Pull out every line in the material below that contains the word "wall". Copy each one without changes.

(begin)

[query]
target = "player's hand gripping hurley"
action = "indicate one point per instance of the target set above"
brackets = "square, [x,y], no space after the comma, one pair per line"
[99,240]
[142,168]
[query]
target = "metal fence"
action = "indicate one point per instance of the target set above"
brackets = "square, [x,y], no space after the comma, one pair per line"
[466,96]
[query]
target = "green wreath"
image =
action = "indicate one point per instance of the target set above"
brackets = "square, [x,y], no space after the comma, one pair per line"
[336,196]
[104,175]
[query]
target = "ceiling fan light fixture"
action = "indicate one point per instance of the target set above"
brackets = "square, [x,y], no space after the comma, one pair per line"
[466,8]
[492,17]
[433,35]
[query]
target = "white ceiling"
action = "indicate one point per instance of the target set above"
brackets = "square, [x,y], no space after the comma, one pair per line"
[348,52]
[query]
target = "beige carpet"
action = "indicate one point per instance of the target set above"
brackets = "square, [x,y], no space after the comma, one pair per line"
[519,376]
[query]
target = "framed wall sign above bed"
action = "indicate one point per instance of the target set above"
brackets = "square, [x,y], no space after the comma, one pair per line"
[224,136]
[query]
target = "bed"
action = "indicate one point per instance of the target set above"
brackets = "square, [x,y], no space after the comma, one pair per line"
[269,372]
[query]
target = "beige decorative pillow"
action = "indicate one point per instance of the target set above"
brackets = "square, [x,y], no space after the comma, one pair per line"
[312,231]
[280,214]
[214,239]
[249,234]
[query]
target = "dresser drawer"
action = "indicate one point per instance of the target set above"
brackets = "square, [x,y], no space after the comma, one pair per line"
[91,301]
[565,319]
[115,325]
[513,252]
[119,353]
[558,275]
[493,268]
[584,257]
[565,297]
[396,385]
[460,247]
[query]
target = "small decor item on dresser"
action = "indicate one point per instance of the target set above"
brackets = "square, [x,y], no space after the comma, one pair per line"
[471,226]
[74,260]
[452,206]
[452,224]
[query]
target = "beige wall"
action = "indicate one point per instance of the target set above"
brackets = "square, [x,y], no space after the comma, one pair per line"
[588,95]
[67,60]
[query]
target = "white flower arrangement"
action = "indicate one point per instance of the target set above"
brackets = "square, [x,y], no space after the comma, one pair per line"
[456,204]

(end)
(begin)

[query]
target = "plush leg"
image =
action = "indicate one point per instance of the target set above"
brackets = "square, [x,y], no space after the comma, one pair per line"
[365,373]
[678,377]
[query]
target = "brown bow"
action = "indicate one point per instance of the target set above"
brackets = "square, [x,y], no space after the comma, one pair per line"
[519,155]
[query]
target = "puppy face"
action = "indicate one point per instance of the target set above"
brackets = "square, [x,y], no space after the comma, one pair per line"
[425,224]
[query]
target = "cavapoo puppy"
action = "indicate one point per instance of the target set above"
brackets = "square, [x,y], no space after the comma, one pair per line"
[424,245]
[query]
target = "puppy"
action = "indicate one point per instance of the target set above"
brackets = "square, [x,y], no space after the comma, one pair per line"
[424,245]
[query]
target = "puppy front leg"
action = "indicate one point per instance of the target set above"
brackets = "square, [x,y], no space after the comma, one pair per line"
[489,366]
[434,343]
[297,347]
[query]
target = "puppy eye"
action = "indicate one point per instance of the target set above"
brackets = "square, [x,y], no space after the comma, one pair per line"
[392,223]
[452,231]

(end)

**Reply to the task**
target = "framed wall sign above bed"
target = "beige wall"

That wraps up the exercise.